What to do:
The required output is the exact run of lines below that opens at the line with "The prompts in" and closes at the line with "positive clicks: (48, 537)".

Source information:
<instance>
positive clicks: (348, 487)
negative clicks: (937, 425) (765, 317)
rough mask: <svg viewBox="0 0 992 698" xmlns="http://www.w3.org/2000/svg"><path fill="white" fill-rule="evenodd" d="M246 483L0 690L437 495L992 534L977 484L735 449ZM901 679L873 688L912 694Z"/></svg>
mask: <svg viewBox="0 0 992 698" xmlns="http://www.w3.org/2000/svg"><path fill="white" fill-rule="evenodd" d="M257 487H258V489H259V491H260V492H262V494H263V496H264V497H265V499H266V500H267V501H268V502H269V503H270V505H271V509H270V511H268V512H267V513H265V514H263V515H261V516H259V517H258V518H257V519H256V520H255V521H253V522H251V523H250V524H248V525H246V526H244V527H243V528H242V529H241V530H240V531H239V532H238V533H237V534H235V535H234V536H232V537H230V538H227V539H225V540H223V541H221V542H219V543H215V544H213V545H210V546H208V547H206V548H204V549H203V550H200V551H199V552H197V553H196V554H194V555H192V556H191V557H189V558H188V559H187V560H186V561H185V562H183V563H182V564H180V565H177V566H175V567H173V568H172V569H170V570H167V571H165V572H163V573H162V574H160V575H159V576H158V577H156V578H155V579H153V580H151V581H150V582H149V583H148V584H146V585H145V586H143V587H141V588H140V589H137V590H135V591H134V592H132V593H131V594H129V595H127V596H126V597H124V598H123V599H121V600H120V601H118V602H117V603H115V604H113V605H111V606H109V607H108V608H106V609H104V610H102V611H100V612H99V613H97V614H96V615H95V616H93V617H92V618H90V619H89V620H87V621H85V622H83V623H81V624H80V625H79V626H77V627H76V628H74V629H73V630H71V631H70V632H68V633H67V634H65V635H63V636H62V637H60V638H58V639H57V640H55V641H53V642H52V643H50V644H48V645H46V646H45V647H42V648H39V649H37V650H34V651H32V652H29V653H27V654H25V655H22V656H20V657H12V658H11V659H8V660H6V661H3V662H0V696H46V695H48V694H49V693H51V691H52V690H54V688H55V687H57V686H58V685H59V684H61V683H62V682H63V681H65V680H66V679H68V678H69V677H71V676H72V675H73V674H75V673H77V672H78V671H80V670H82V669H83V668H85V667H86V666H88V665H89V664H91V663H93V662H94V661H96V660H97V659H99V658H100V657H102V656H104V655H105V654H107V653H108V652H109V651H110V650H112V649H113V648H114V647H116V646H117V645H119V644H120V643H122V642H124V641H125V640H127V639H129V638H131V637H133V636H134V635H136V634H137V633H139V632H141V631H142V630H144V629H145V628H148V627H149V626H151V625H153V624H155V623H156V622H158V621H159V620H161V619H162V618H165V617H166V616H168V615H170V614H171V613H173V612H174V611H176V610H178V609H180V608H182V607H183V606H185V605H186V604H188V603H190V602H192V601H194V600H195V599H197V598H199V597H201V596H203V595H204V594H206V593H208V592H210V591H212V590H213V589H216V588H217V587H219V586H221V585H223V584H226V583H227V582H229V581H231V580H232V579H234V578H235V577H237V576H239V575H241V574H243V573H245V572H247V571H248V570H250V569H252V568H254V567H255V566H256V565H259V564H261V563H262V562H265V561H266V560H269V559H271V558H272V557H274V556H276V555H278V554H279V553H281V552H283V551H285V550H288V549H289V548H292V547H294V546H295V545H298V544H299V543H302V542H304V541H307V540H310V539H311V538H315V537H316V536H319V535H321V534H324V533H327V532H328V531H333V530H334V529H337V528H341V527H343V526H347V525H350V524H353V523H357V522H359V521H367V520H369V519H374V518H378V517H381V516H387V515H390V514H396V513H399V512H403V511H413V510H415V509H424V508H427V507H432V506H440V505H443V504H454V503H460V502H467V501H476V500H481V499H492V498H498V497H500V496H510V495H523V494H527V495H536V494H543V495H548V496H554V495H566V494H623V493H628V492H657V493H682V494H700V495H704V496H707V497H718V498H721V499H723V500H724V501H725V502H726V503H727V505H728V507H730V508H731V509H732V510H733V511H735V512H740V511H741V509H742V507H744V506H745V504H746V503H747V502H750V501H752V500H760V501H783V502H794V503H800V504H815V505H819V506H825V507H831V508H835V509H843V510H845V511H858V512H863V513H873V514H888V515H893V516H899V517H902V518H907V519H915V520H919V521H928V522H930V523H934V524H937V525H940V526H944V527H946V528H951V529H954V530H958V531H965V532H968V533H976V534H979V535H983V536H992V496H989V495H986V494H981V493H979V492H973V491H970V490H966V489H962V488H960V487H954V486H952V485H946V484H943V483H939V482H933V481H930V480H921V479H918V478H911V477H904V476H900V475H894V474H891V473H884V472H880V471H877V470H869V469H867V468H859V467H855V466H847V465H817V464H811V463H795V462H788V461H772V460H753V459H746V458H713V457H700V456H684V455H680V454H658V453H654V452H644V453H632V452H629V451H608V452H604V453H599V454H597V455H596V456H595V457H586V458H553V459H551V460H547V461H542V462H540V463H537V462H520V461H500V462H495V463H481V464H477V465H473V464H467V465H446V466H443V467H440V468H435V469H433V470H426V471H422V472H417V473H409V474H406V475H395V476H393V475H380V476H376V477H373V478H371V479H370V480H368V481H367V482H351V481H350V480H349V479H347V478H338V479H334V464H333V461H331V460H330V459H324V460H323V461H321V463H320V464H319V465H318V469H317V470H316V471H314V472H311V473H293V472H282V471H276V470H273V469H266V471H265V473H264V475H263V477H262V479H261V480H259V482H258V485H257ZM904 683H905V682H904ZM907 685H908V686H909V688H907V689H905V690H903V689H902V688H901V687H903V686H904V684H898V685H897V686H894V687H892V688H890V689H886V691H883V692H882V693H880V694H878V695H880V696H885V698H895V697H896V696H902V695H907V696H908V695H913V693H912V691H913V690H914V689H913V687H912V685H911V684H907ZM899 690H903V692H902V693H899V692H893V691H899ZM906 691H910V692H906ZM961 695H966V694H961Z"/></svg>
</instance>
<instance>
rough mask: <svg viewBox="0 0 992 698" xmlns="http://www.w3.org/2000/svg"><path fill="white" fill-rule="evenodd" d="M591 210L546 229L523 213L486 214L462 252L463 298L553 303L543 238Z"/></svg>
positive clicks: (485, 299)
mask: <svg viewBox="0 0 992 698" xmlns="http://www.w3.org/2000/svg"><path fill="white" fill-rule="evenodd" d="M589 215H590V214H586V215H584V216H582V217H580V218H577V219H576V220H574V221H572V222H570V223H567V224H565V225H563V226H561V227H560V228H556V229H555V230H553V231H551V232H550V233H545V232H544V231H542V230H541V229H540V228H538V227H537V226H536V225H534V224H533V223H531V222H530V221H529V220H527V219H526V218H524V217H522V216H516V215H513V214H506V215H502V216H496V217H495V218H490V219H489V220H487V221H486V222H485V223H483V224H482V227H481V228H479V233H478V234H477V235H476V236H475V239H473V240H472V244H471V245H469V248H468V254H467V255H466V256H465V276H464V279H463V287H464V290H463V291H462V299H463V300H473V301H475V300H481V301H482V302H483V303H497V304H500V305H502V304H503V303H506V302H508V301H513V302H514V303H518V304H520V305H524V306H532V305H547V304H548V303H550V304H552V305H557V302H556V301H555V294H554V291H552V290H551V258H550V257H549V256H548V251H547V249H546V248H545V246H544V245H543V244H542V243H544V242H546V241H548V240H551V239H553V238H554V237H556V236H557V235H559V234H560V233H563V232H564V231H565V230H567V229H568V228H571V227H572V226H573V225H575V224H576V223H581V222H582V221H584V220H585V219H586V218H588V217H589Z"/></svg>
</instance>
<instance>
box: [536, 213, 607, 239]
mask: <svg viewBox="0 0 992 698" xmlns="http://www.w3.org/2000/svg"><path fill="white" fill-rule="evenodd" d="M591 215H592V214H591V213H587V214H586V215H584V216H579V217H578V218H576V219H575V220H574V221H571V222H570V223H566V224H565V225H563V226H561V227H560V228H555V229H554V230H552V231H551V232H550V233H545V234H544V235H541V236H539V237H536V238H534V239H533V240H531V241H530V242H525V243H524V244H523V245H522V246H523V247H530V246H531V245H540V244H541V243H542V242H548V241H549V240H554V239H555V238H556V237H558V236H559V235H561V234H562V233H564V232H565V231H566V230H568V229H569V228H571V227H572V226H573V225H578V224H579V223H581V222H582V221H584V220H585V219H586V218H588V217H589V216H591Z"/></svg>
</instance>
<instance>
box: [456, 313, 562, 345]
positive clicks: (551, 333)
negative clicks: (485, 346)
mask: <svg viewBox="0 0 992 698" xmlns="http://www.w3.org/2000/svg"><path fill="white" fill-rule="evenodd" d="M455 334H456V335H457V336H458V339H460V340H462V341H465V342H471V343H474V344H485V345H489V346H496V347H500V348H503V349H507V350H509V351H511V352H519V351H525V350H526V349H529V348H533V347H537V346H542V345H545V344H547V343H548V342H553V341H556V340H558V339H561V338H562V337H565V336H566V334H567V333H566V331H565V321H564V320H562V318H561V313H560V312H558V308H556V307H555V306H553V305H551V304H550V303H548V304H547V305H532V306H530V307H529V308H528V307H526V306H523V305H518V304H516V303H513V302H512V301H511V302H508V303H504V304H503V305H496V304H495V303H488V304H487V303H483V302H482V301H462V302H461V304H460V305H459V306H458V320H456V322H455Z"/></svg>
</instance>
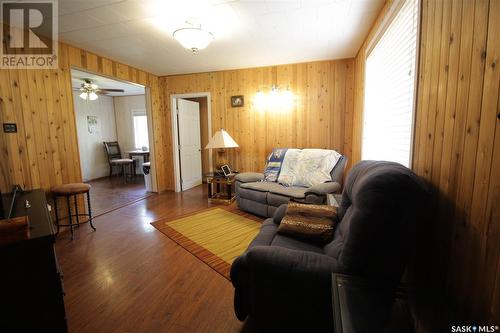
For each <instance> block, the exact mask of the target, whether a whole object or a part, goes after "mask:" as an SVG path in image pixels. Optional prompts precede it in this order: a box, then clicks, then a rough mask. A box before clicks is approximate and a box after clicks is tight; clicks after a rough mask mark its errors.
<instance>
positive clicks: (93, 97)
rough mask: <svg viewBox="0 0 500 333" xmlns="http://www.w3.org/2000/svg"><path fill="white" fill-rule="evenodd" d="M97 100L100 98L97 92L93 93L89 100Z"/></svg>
mask: <svg viewBox="0 0 500 333" xmlns="http://www.w3.org/2000/svg"><path fill="white" fill-rule="evenodd" d="M97 98H98V96H97V94H96V93H95V92H93V91H92V92H91V93H90V94H89V99H90V100H91V101H95V100H96V99H97Z"/></svg>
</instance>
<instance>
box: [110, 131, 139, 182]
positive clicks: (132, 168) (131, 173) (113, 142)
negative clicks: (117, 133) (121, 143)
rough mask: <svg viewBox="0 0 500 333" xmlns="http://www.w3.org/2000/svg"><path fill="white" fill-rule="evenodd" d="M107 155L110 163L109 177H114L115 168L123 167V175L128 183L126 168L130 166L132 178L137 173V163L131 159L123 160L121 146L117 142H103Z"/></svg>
mask: <svg viewBox="0 0 500 333" xmlns="http://www.w3.org/2000/svg"><path fill="white" fill-rule="evenodd" d="M103 143H104V148H105V150H106V154H107V155H108V162H109V176H110V177H111V176H112V175H113V166H118V167H121V173H122V174H123V176H124V177H125V181H127V173H126V171H125V167H126V166H128V169H129V170H128V171H129V176H130V177H132V176H133V175H134V171H135V161H134V160H133V159H130V158H122V152H121V150H120V145H119V144H118V142H117V141H112V142H103Z"/></svg>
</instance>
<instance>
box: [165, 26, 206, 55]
mask: <svg viewBox="0 0 500 333" xmlns="http://www.w3.org/2000/svg"><path fill="white" fill-rule="evenodd" d="M173 36H174V38H175V40H177V41H178V42H179V43H180V44H181V45H182V46H183V47H185V48H186V49H189V50H191V51H193V53H194V54H195V53H196V52H198V50H203V49H204V48H206V47H207V46H208V45H209V44H210V43H211V42H212V41H213V40H214V35H212V33H210V32H208V31H205V30H203V29H201V26H200V27H198V28H181V29H177V30H175V31H174V34H173Z"/></svg>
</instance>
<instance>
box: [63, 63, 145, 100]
mask: <svg viewBox="0 0 500 333" xmlns="http://www.w3.org/2000/svg"><path fill="white" fill-rule="evenodd" d="M83 79H90V80H91V81H92V83H95V84H97V85H98V86H99V88H102V89H106V88H107V89H123V90H125V91H124V92H123V93H120V92H110V93H107V94H106V95H107V96H113V97H114V96H129V95H144V94H145V91H144V87H143V86H141V85H138V84H132V83H126V82H123V81H117V80H113V79H108V78H106V77H103V76H99V75H95V74H90V73H87V72H84V71H79V70H76V69H72V70H71V85H72V87H73V89H79V88H80V87H81V85H82V83H83Z"/></svg>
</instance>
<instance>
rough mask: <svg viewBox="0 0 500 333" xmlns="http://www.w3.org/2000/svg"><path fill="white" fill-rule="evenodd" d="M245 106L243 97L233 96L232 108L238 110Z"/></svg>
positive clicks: (231, 100) (238, 96) (232, 99)
mask: <svg viewBox="0 0 500 333" xmlns="http://www.w3.org/2000/svg"><path fill="white" fill-rule="evenodd" d="M244 104H245V99H244V98H243V95H236V96H231V107H233V108H237V107H241V106H243V105H244Z"/></svg>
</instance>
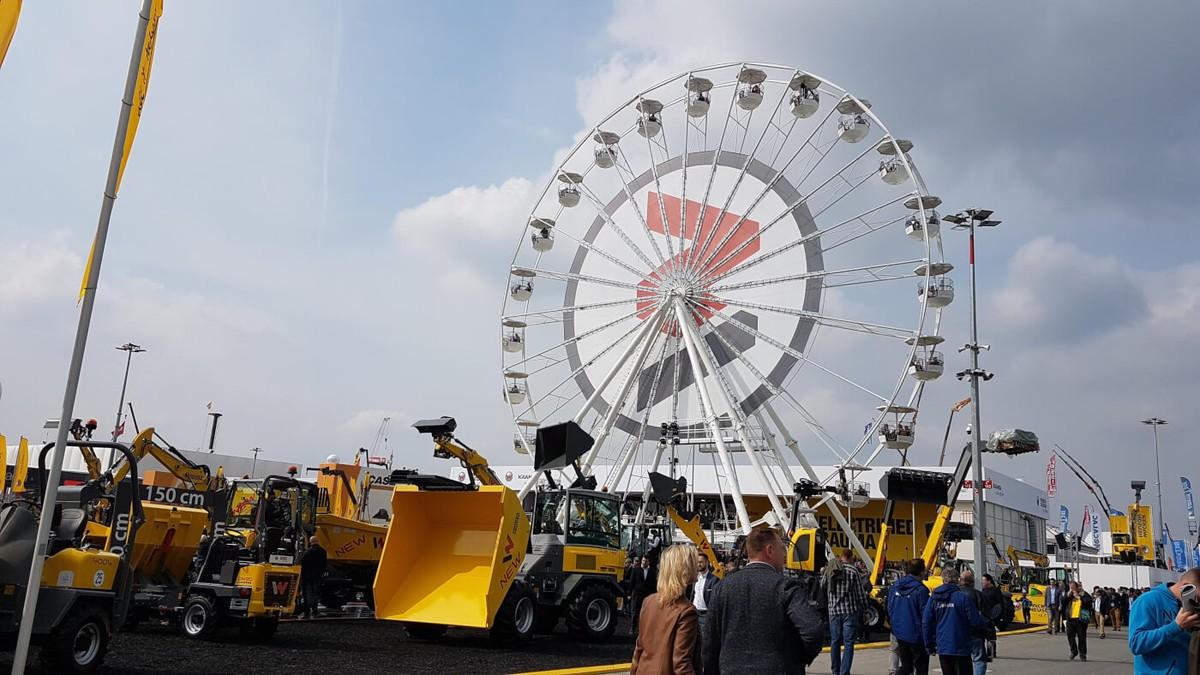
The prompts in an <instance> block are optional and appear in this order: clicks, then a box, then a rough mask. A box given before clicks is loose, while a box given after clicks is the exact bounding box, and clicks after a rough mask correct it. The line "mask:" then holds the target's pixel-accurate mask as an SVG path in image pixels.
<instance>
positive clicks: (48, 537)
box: [12, 0, 151, 675]
mask: <svg viewBox="0 0 1200 675" xmlns="http://www.w3.org/2000/svg"><path fill="white" fill-rule="evenodd" d="M150 7H151V0H142V12H140V13H139V14H138V30H137V34H136V35H134V37H133V54H132V55H131V56H130V70H128V73H127V74H126V77H125V95H124V96H122V98H121V113H120V115H119V118H118V123H116V138H115V139H114V141H113V157H112V160H110V161H109V163H108V181H107V183H106V184H104V199H103V202H101V207H100V222H98V223H97V225H96V239H95V240H94V243H92V257H91V268H90V270H89V274H88V283H86V286H85V287H84V297H83V304H82V305H80V307H79V325H78V327H77V328H76V340H74V348H73V351H72V352H71V366H70V369H68V370H67V387H66V390H65V392H64V393H62V412H61V414H59V419H60V420H68V419H71V416H72V414H73V412H74V400H76V393H77V392H78V389H79V372H80V370H83V354H84V352H85V351H86V347H88V329H89V328H91V312H92V309H94V307H95V304H96V287H97V286H98V285H100V265H101V263H102V262H103V259H104V243H106V241H107V240H108V221H109V219H110V217H112V215H113V203H114V202H116V179H118V174H119V173H120V167H121V155H122V153H124V151H125V136H126V131H127V129H128V126H130V110H131V109H132V107H133V90H134V88H136V85H137V77H138V65H139V64H140V61H142V48H143V47H144V46H145V34H146V24H148V23H149V22H150ZM68 426H70V424H64V423H61V422H60V423H59V430H58V435H56V436H55V441H54V452H53V453H52V455H50V472H49V476H47V478H46V485H44V486H43V490H44V494H46V496H44V498H43V501H42V516H41V518H38V520H37V538H36V539H35V550H34V561H32V563H31V565H30V566H29V581H28V585H26V586H25V602H24V604H23V605H22V611H20V628H19V629H18V632H17V647H16V650H14V652H13V657H12V673H13V674H14V675H20V674H23V673H25V663H26V662H28V659H29V640H30V638H31V637H32V634H34V616H35V615H36V613H37V596H38V591H40V589H41V585H42V567H43V563H44V560H46V545H47V540H48V539H49V536H50V520H53V519H52V518H50V514H53V513H54V504H55V502H56V501H58V497H59V480H61V478H62V454H64V450H65V449H66V444H67V428H68Z"/></svg>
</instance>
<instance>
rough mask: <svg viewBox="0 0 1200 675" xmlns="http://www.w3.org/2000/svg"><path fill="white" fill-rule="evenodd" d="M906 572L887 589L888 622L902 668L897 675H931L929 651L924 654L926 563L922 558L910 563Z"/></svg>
mask: <svg viewBox="0 0 1200 675" xmlns="http://www.w3.org/2000/svg"><path fill="white" fill-rule="evenodd" d="M905 572H907V575H905V577H901V578H900V580H899V581H896V583H895V584H893V585H892V589H889V590H888V620H889V621H890V623H892V634H893V635H895V639H896V652H898V653H899V655H900V668H899V669H898V670H896V673H895V675H928V674H929V652H928V651H925V635H924V631H923V628H922V617H923V616H924V615H925V604H926V603H929V589H926V587H925V584H924V583H923V581H922V579H923V578H924V577H925V561H924V560H922V558H919V557H914V558H912V560H910V561H908V562H907V565H905Z"/></svg>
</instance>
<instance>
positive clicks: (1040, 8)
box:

Output:
The prompts in an <instance> block are optional and appear in this order: clicks, then a box, then a rough mask. A box given before clicks is loose, while a box given after clicks is the exact bounding box, and clicks after a rough mask correct it. The line "mask:" then holds the target's pixel-accurate mask as an SVG path in image pixels.
<instance>
positive clicks: (48, 537)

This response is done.